Page extract:
Back on July 8th. I had dinner with a friend a few weeks ago who couldn’t wait to tell me about his recent investment. With eyes lit up and the confidence of a jockey, he told me about his investment in Brazil Resources INC (BRI). According to their website:
Brazil Resources Inc. is a public mineral exploration company with a focus on the acquisition and development of projects in emerging producing gold districts throughout the Americas. Currently, Brazil Resources is advancing its Cachoeira and São Jorge Gold Projects in northeastern Brazil, its Whistler Gold-Copper Project in south-central Alaska and its Rea Uranium Project in the western Athabasca Basin in northeast Alberta, Canada.
His logic behind the investment was that Brazil’s economy is set to take off. I’d agree with that based upon the cape ratio, and expected real total return of emerging markets at about 7%. He also believed that the company was fundamentally strong, based on what he read about them – nothing specific just what he read. I cringed at the thought of this investment, and commented that it was a “horrible move”. I had a smarter moved in mind.
Lets see why I thought this was such a horrible move:
- Risk was concentrated. The investment was in a single company. Here you are not just exposed to the risk of sector or market, but also to the risk of the business and the extraordinary events they deal with, from wrong forecasts, to natural disasters affecting operations. When dealing with a company in a ‘not so established’ emerging market, you’re exposed heavily to fraud in the financial statements and insider trading, which is highly illegal and less prevalent in the US.
- The stock had just experienced a major HUGE bull run. Brazil Resources INC (BRI) had been on a mega bull run recently. In the Last 6 months it was up a smoking 485%. In the words of Baron Rothschild “The time to buy is when there is blood in the streets”. At this time there was no blood in streets, only gold.
- It had made the news. If a stock is catching your attention based on a headline, its too late. Winners are caught from a screener, quantitative factor or inside source, before stock market pundits are providing commentary.

Task:
According to the investment commentary, by what percentage had Brazil Resources INC stock risen over the last six months?

Study material:

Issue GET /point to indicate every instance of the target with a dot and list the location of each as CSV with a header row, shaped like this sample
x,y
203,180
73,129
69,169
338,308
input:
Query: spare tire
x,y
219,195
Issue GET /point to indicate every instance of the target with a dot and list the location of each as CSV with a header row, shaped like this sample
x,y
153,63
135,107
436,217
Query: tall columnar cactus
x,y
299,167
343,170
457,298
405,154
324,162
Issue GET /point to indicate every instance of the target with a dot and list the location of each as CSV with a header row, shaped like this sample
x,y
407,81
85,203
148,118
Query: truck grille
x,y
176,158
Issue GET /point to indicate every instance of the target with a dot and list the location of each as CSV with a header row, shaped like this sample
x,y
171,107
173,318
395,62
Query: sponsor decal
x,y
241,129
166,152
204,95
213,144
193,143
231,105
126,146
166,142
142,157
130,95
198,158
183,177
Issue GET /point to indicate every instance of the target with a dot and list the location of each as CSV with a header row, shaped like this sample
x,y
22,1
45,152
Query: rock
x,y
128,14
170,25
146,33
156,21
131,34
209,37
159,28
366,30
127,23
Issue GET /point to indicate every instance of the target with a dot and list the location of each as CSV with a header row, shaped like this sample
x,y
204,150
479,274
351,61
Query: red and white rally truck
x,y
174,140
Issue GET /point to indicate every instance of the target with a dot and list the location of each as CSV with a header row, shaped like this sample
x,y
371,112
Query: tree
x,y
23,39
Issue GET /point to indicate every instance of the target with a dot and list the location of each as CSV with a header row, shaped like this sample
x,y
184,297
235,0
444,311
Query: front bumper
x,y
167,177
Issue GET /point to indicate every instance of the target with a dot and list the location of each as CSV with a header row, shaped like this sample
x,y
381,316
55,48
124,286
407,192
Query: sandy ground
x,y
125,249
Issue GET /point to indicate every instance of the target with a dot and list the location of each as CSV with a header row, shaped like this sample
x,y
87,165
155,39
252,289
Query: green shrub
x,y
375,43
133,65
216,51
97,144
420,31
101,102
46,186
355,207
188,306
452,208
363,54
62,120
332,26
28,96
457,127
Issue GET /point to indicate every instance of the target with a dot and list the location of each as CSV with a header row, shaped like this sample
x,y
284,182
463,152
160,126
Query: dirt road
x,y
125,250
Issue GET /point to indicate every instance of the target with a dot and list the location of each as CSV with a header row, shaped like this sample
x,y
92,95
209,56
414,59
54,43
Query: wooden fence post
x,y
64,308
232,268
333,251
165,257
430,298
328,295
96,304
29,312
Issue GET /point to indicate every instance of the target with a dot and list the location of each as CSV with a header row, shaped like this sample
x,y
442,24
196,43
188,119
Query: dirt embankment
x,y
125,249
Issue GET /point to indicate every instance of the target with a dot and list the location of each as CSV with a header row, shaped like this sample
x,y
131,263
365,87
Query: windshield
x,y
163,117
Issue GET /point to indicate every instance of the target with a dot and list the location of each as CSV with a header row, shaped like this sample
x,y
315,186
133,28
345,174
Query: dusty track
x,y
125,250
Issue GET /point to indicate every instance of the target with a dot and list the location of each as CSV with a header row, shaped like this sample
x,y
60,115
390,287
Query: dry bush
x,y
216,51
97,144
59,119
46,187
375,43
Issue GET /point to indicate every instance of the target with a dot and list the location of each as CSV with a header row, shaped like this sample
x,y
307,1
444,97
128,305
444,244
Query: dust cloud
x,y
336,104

Written answer:
485%